(Supplied entries Opens)

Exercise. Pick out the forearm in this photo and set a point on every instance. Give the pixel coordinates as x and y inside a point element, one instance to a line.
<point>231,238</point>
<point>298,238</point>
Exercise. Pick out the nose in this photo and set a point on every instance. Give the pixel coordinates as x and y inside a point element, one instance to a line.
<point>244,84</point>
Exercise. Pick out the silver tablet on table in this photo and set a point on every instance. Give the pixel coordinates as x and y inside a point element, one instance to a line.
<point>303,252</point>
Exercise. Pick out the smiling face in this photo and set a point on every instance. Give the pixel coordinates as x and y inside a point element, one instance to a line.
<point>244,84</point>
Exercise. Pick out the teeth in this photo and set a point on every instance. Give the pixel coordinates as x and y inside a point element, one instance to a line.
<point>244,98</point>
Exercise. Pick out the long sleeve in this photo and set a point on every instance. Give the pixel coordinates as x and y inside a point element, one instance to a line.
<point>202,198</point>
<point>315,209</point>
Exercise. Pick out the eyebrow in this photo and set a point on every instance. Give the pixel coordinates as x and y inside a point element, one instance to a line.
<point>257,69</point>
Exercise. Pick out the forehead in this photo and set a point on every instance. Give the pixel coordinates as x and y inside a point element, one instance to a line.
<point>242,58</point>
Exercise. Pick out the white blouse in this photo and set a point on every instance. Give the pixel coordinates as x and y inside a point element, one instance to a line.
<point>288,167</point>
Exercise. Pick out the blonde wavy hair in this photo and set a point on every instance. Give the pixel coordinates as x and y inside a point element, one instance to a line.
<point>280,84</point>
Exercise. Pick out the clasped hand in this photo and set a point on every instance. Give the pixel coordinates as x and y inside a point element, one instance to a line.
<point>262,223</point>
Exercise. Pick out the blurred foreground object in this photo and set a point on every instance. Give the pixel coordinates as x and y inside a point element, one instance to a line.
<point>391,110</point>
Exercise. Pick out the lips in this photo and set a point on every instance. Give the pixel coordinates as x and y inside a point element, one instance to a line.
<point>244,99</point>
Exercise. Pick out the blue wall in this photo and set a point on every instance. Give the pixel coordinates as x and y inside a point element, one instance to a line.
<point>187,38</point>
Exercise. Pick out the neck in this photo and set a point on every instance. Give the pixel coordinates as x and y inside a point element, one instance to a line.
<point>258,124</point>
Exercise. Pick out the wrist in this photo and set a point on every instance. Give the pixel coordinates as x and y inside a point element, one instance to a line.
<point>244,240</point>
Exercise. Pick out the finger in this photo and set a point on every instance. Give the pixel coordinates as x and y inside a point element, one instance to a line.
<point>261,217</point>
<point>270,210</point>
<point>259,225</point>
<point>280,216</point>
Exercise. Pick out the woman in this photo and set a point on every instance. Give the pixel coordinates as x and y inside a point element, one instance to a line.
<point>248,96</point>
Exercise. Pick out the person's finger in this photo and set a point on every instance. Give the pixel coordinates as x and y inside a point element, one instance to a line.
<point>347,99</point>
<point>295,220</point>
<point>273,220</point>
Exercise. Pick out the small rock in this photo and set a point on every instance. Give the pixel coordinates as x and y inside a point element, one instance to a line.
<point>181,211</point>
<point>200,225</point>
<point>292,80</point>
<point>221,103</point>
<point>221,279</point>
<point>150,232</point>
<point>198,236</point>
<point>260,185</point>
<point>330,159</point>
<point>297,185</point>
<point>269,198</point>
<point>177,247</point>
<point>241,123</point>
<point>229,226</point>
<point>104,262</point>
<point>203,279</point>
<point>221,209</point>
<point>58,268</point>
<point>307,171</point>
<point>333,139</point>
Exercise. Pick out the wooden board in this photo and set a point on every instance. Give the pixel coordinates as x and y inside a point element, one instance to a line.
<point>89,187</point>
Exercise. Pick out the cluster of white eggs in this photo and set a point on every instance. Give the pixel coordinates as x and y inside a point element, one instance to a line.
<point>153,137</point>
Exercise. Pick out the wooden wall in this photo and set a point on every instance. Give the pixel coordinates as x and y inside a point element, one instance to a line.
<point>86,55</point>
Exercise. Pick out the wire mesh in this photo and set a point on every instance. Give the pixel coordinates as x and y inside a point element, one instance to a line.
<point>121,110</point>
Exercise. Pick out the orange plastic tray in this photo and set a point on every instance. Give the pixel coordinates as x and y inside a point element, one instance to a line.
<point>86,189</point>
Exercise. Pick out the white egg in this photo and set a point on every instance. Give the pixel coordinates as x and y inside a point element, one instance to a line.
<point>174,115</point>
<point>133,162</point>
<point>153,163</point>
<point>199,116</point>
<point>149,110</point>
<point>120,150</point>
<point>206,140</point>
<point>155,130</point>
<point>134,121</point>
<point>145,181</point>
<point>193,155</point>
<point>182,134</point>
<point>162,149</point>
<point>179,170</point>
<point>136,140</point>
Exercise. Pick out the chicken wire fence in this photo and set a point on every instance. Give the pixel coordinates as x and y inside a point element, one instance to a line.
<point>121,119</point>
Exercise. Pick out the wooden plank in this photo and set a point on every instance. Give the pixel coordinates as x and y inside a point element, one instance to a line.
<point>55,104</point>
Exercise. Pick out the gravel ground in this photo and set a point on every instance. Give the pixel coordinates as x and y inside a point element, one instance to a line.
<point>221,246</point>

(Supplied entries Closes)
(Supplied entries Opens)

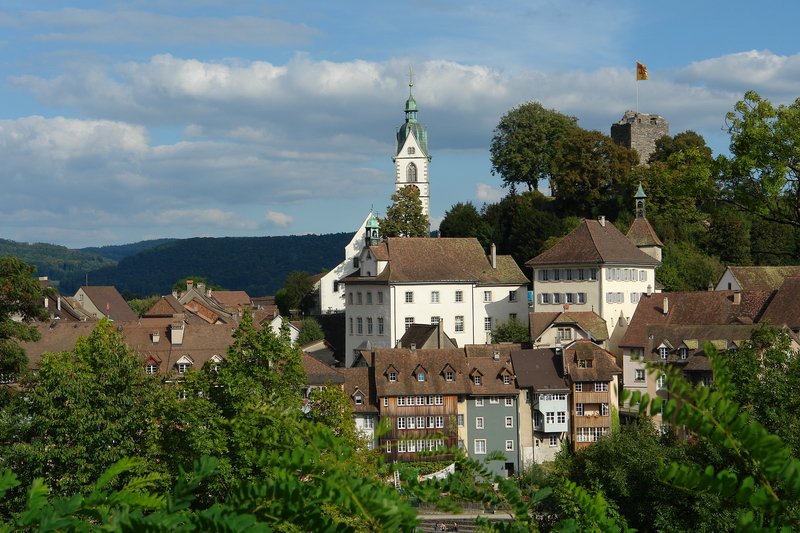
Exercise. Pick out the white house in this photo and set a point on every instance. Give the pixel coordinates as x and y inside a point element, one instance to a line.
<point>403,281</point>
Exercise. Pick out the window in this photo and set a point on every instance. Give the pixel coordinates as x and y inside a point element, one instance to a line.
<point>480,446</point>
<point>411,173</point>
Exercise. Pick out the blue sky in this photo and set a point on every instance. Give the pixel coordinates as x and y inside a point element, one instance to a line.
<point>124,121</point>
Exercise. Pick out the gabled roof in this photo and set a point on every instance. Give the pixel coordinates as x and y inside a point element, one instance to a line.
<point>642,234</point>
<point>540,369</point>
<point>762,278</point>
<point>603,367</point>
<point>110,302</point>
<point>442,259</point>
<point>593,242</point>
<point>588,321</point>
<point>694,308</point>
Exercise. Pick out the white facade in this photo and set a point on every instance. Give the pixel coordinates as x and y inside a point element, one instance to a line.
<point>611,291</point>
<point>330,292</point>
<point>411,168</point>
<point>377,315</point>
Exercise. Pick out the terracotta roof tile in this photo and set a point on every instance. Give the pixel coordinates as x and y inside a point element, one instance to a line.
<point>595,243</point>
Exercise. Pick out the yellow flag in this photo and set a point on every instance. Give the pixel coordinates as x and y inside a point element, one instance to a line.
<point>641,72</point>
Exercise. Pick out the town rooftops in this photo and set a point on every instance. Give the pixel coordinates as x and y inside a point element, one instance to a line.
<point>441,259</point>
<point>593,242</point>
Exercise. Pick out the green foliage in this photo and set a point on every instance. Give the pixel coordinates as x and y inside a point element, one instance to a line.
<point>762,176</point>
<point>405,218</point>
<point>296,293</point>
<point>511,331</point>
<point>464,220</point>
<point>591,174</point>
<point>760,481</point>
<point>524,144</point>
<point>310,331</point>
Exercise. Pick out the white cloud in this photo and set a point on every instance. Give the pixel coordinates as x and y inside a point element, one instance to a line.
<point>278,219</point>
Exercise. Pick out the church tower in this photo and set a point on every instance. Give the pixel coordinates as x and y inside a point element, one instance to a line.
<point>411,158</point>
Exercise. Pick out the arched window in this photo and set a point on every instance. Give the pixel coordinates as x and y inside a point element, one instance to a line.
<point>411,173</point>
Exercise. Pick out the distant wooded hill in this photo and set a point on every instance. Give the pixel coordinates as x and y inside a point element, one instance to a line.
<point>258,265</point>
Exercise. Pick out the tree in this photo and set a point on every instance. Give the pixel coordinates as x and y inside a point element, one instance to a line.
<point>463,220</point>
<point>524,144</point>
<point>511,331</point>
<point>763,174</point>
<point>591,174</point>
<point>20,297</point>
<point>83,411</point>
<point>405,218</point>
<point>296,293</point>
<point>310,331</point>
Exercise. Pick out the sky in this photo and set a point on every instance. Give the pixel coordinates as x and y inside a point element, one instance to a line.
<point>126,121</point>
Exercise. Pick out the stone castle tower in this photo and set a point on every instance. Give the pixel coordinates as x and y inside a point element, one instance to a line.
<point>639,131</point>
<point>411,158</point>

(Supplied entries Closes)
(Supplied entries Opens)

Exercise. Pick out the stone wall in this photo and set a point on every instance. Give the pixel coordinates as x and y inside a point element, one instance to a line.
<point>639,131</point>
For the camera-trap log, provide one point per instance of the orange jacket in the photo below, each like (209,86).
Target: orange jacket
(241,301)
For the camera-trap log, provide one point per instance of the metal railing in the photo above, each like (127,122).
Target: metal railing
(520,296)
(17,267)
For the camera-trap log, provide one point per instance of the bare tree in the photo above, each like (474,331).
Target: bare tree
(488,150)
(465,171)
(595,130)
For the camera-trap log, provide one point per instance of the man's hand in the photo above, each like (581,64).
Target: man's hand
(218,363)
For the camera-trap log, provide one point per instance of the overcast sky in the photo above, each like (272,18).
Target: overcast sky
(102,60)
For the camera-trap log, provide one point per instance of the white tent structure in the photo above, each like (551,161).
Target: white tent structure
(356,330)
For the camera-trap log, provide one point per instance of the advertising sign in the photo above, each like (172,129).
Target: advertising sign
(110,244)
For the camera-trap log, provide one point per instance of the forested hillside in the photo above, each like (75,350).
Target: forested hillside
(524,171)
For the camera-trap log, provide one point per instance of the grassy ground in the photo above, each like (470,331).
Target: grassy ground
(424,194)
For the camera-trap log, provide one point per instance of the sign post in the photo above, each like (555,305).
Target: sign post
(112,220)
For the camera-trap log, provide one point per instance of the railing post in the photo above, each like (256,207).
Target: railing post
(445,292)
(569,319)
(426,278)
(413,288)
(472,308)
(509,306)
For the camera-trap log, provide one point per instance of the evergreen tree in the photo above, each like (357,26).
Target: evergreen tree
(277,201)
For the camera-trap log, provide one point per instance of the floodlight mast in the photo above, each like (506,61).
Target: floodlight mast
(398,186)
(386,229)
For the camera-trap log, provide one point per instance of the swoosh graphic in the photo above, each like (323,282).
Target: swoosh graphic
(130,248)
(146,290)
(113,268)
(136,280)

(Supplied entries Closes)

An exact, complete copy of the lines above from the one with "each like (474,331)." through the one with "each like (272,18)." is the whole answer.

For the camera-trap log, provide one point per instance of the bare tree in the photo above, each like (474,331).
Target: bare tree
(488,150)
(465,171)
(595,130)
For the camera-trap log, provide one point per instance of the man's hand in the photo above, each like (581,64).
Target: man's hand
(218,363)
For the camera-trap log, provide one point per instance of the overcast sky in the photo above, each like (272,18).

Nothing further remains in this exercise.